Assignment:
Among the records that follow, find each line holding the word "mouth" and copy it.

Stored data entries
--- START ---

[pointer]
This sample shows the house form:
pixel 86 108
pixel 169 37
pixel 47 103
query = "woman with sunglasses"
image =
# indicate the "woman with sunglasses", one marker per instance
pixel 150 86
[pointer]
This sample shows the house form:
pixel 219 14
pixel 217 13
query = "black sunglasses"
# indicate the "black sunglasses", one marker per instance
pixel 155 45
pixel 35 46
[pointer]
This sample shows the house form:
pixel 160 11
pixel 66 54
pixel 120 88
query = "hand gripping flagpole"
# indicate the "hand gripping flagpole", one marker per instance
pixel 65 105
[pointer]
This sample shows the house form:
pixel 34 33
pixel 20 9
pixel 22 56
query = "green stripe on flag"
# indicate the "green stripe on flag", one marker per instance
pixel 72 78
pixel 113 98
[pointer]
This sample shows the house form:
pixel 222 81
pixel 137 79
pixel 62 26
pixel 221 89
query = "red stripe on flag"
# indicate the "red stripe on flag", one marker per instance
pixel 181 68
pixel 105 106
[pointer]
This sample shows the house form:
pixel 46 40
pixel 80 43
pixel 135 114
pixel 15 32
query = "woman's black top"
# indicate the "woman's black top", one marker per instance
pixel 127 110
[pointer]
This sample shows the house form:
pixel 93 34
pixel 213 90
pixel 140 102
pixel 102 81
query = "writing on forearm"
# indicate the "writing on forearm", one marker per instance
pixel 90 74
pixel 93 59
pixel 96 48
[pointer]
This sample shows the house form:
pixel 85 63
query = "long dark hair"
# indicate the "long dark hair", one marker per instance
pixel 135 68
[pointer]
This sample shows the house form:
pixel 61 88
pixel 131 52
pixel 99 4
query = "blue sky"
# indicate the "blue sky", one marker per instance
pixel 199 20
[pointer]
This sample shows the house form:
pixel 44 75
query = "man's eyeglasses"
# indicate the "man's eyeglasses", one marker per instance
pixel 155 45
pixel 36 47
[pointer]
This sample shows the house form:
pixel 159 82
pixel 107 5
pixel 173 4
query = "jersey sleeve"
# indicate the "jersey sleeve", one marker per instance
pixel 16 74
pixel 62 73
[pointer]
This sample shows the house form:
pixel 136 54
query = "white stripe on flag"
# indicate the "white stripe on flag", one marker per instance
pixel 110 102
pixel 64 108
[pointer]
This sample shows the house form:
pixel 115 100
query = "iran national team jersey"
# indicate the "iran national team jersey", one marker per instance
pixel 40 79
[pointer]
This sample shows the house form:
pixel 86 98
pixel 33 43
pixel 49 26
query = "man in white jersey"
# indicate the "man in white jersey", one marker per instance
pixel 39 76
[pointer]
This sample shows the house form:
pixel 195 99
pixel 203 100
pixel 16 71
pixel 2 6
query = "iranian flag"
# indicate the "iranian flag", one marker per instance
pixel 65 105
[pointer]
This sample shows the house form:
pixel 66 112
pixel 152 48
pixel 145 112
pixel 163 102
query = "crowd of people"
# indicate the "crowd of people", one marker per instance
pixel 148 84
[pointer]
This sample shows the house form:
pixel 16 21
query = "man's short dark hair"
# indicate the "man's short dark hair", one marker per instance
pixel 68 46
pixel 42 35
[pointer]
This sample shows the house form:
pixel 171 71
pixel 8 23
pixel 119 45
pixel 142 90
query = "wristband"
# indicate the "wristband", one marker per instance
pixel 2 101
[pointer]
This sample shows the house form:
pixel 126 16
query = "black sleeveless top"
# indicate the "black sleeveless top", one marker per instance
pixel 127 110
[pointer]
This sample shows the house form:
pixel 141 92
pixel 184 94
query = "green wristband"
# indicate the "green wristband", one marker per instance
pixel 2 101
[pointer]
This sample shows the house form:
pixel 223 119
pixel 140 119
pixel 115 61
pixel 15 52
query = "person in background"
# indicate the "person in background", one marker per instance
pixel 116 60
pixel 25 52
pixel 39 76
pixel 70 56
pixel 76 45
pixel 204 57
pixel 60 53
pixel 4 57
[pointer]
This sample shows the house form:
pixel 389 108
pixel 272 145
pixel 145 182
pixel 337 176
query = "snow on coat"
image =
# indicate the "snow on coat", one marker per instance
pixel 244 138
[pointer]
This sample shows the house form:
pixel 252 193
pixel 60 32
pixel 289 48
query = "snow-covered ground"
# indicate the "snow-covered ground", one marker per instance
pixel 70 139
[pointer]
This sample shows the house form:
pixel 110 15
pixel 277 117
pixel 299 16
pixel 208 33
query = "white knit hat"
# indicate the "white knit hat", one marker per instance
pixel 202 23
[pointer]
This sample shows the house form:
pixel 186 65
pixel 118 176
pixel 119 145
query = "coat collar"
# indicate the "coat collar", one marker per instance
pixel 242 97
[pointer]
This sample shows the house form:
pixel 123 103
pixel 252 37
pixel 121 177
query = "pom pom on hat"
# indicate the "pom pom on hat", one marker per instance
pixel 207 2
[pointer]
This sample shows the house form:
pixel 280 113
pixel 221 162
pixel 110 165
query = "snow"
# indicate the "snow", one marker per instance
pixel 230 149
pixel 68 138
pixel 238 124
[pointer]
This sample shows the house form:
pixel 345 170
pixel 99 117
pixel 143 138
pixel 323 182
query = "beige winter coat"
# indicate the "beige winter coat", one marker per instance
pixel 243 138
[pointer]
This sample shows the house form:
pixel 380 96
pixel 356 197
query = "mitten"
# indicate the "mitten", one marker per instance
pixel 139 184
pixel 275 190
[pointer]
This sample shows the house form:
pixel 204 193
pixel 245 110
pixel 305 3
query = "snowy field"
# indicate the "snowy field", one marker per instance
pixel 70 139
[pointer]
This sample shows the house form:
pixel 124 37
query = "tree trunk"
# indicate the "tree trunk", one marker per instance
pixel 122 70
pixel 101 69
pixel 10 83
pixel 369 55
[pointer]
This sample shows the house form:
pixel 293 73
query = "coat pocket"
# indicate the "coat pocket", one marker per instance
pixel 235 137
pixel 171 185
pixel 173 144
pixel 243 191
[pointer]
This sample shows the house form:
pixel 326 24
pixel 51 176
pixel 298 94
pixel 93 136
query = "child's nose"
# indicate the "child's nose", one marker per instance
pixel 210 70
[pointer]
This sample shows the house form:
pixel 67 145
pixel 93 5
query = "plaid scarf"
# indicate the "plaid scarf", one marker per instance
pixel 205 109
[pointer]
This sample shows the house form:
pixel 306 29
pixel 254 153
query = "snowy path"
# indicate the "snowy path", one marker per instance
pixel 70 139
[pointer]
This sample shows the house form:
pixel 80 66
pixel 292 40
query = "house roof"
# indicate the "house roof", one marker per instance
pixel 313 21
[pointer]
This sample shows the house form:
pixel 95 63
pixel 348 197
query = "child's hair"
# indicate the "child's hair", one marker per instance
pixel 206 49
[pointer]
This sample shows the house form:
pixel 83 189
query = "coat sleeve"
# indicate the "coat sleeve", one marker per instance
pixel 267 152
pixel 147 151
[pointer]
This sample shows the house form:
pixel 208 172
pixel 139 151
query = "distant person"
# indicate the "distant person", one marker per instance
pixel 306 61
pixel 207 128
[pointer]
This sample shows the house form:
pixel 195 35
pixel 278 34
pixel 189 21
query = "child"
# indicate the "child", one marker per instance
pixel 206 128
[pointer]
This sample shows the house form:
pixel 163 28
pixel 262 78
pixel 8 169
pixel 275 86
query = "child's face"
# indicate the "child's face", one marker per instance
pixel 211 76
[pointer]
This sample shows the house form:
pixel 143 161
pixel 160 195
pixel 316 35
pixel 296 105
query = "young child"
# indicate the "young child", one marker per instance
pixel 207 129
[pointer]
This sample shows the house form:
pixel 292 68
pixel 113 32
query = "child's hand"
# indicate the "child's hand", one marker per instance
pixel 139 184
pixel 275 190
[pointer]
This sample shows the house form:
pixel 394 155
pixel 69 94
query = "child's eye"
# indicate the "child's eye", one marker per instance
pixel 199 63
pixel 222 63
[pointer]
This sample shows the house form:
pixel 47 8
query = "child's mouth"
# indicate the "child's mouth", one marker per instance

--- END ---

Exercise output:
query = "child's mouth"
# indicate the "child's mouth", one marker per instance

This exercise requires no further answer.